**GOAL OF THE EXERCISE:**
Each entry in the listing below should be restated word for word.

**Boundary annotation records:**
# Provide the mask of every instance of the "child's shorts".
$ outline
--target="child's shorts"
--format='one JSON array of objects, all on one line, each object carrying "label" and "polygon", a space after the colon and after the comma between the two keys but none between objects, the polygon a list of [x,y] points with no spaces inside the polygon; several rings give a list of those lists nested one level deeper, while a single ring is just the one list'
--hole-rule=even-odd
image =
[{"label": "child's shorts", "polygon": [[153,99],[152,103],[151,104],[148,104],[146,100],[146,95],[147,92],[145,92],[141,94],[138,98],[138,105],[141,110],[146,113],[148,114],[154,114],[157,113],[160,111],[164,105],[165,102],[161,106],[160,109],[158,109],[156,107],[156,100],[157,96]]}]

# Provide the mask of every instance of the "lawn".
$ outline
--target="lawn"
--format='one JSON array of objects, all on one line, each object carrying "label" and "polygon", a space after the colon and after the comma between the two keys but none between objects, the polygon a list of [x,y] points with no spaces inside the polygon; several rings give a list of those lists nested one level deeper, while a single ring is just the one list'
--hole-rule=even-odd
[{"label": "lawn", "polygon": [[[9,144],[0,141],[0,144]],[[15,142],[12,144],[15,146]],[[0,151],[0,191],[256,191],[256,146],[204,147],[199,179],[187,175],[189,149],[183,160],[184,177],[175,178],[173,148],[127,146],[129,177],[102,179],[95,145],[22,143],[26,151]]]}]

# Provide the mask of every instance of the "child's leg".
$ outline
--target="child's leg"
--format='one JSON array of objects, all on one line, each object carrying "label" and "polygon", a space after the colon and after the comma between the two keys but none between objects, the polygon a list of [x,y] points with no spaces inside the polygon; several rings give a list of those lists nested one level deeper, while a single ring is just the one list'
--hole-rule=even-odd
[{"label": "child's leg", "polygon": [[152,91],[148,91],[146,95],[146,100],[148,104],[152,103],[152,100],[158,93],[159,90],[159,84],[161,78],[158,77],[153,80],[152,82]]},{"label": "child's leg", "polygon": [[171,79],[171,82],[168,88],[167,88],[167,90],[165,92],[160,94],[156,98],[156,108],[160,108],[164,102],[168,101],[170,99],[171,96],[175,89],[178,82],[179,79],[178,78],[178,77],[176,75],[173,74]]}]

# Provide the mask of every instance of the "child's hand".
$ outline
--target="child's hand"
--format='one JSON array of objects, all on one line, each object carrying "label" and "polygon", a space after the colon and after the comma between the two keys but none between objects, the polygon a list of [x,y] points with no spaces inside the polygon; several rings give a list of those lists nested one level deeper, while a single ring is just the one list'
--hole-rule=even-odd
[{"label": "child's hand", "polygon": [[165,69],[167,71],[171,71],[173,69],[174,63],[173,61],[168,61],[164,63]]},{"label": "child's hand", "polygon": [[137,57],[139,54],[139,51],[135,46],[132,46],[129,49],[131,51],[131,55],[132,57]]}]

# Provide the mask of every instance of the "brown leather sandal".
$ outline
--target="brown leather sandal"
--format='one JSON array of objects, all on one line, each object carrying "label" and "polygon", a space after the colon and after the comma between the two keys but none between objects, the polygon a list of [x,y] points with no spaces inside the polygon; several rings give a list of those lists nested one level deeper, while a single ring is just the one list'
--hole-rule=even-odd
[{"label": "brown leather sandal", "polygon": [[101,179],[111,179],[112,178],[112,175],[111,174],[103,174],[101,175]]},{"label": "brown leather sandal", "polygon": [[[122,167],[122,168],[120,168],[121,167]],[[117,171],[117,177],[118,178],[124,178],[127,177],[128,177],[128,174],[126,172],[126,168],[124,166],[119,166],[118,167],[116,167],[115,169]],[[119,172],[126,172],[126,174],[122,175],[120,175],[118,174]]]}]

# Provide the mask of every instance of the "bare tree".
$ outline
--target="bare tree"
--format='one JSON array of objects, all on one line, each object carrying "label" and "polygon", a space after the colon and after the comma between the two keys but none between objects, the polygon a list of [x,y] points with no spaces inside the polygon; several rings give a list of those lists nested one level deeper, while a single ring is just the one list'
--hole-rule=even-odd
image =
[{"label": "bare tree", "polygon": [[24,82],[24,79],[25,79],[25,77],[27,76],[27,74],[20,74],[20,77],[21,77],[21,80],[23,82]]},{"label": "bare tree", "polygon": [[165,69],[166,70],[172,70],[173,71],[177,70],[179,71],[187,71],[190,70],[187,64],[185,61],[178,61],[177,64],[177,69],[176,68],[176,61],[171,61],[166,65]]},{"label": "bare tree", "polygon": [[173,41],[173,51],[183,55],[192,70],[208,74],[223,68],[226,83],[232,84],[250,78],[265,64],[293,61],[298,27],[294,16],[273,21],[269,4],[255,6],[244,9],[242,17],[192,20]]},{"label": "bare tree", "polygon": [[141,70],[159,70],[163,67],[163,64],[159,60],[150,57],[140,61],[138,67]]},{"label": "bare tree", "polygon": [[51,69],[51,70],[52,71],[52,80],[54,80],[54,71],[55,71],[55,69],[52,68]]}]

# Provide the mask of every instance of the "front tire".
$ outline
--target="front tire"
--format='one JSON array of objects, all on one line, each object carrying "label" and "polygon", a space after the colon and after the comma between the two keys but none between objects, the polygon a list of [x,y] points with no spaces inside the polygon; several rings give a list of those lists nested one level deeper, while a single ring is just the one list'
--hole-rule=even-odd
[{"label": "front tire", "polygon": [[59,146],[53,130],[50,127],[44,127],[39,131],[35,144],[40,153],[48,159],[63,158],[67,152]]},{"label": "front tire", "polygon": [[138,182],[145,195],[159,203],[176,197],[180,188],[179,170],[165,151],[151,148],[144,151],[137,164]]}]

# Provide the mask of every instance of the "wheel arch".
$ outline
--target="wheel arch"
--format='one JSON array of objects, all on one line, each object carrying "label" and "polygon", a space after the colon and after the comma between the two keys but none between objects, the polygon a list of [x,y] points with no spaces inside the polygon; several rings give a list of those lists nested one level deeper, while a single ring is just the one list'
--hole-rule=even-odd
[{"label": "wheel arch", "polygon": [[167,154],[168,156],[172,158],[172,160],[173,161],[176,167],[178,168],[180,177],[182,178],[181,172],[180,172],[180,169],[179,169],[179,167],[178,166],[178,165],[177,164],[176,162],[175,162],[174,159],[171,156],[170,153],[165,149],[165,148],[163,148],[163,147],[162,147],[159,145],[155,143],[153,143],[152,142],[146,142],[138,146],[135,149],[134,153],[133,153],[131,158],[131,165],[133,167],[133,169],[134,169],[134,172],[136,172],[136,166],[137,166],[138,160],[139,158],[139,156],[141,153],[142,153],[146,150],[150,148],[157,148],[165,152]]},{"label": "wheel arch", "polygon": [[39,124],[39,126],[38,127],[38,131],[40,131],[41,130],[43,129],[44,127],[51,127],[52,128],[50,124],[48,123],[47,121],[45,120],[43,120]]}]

**WRITTEN RESPONSE:**
# Provide the mask of every instance of the "child's shorts".
$ outline
--target="child's shorts"
--format='one JSON array of objects, all on one line, each object carrying "label" and "polygon", a space after the colon and after the comma between the two keys but none between objects, the polygon a list of [x,y] points with no spaces inside the polygon; several rings give a list of those lists nested one level deeper, while a single ring is just the one list'
--hole-rule=even-odd
image =
[{"label": "child's shorts", "polygon": [[153,99],[152,103],[151,104],[148,104],[146,100],[146,95],[147,92],[145,92],[141,94],[138,98],[138,105],[141,110],[146,113],[148,114],[154,114],[157,113],[160,111],[164,105],[165,102],[161,106],[160,109],[158,109],[156,107],[156,100],[157,96]]}]

# Provide the mask of every instance of the "lawn".
$ outline
--target="lawn"
--format='one JSON array of objects, all on one line, each object carrying "label" and "polygon", a space after the colon and after the comma between the two keys but none between objects, the polygon a list of [x,y] points with no spaces inside the polygon; several rings give a list of those lists nested one level deeper, while a single ring is just the one list'
--hole-rule=even-odd
[{"label": "lawn", "polygon": [[[9,144],[0,141],[0,144]],[[15,142],[12,144],[15,146]],[[0,151],[0,191],[256,191],[256,146],[204,147],[199,179],[187,175],[189,149],[183,160],[184,177],[175,178],[173,148],[127,146],[129,177],[102,179],[95,145],[22,143],[26,151]]]}]

# Provide the mask of every instance of the "child's leg".
$ outline
--target="child's leg"
--format='one JSON array of objects, all on one line, each object carrying "label" and "polygon", a space after the colon and after the comma between the two keys but none between objects, the polygon a list of [x,y] points with no spaces inside the polygon; several rings give a list of those lists nested one level deeper, while a single ring is just the one list'
--hole-rule=even-odd
[{"label": "child's leg", "polygon": [[152,91],[148,91],[146,95],[146,100],[148,104],[152,103],[152,100],[158,93],[159,90],[159,84],[161,78],[158,77],[153,80],[152,82]]},{"label": "child's leg", "polygon": [[171,79],[171,82],[168,88],[167,88],[167,90],[165,92],[160,94],[156,98],[156,108],[160,108],[164,102],[168,101],[170,99],[171,96],[175,89],[178,82],[179,79],[178,78],[178,77],[176,75],[173,74]]}]

# Provide the mask of every instance of the "child's hand".
$ outline
--target="child's hand"
--format='one JSON array of objects, all on one line, each object carrying "label" and "polygon", a space after the colon and after the comma between the two keys but none between objects, the polygon a list of [x,y] points with no spaces inside the polygon; several rings give a list of those lists nested one level deeper, while a single ring is just the one list'
--hole-rule=even-odd
[{"label": "child's hand", "polygon": [[165,69],[167,71],[171,71],[173,69],[174,63],[173,61],[168,61],[164,63]]},{"label": "child's hand", "polygon": [[137,57],[139,54],[139,51],[135,46],[132,46],[129,49],[131,51],[131,55],[132,57]]}]

# Provide the mask of every instance of the "brown leather sandal".
$ outline
--target="brown leather sandal"
--format='one JSON array of objects, all on one line, each object carrying "label" and "polygon", a space after the colon and after the comma between the two keys but none between objects, the polygon a list of [x,y] points with no spaces inside the polygon; several rings give a list of those lists nested one level deeper, while a single ring is just the one list'
--hole-rule=even-odd
[{"label": "brown leather sandal", "polygon": [[101,179],[111,179],[112,178],[112,175],[111,174],[103,174],[101,175]]},{"label": "brown leather sandal", "polygon": [[[122,167],[122,168],[120,168],[121,167]],[[117,171],[117,177],[118,178],[124,178],[127,177],[128,177],[128,174],[126,172],[126,168],[124,166],[119,166],[118,167],[116,167],[115,169]],[[119,172],[126,172],[126,174],[122,175],[120,175],[118,174]]]}]

# Provide the mask of every instance of the "bare tree".
$ outline
--target="bare tree"
--format='one JSON array of objects, all on one line, each object carrying "label" and "polygon", a space after the colon and after the comma between the two keys but none between objects, the polygon a list of [x,y] points with no spaces inside the polygon; several rings give a list of those lists nested one level deeper, while a single ring is just the one list'
--hole-rule=even-odd
image =
[{"label": "bare tree", "polygon": [[24,82],[24,79],[25,79],[25,77],[27,76],[27,74],[20,74],[20,77],[21,77],[21,80],[23,82]]},{"label": "bare tree", "polygon": [[165,69],[166,70],[172,70],[173,71],[177,70],[179,71],[187,71],[190,70],[187,64],[185,61],[178,61],[177,64],[177,69],[176,68],[176,61],[171,61],[166,65]]},{"label": "bare tree", "polygon": [[173,41],[173,51],[183,55],[192,70],[208,74],[223,68],[226,83],[232,84],[250,78],[265,64],[293,61],[298,27],[294,16],[273,21],[269,4],[255,6],[244,9],[242,17],[192,20]]},{"label": "bare tree", "polygon": [[141,70],[159,70],[163,67],[163,64],[159,60],[150,57],[140,61],[138,67]]},{"label": "bare tree", "polygon": [[51,69],[51,70],[52,71],[52,80],[54,80],[54,71],[55,71],[55,69],[52,68]]}]

# Provide the mask of every instance of the "front tire".
$ outline
--target="front tire"
--format='one JSON array of objects, all on one line, each object carrying "label" and "polygon", a space after the colon and after the comma between the two keys but none between objects, the polygon a list of [x,y] points with no spaces inside the polygon; several rings give a list of those lists nested one level deeper, while a single ring is just the one list'
--hole-rule=even-odd
[{"label": "front tire", "polygon": [[59,146],[53,130],[50,127],[44,127],[39,131],[35,144],[40,153],[48,159],[63,158],[67,152]]},{"label": "front tire", "polygon": [[138,182],[145,195],[159,203],[176,197],[180,188],[179,170],[165,151],[151,148],[144,151],[137,164]]}]

# Provide the mask of every instance of the "wheel arch".
$ outline
--target="wheel arch"
--format='one JSON array of objects, all on one line, each object carrying "label" and "polygon", a space after the colon and after the comma between the two keys but none between objects, the polygon a list of [x,y] points with no spaces inside the polygon; several rings give a list of those lists nested one level deeper, while a single ring is just the one list'
--hole-rule=even-odd
[{"label": "wheel arch", "polygon": [[167,154],[168,156],[172,158],[172,160],[173,161],[176,167],[178,168],[180,177],[182,178],[181,172],[180,172],[180,169],[179,169],[179,167],[178,166],[178,165],[177,164],[176,162],[175,162],[174,159],[171,156],[170,153],[165,149],[165,148],[163,148],[163,147],[162,147],[159,145],[155,143],[153,143],[152,142],[146,142],[138,146],[135,149],[134,153],[133,153],[131,158],[131,165],[133,167],[133,169],[134,169],[134,172],[136,172],[136,166],[137,166],[138,160],[139,158],[139,156],[141,153],[142,153],[146,150],[150,148],[157,148],[165,152]]},{"label": "wheel arch", "polygon": [[39,124],[39,126],[38,127],[38,131],[40,131],[41,130],[43,129],[44,127],[51,127],[52,128],[50,124],[48,123],[47,121],[45,120],[43,120]]}]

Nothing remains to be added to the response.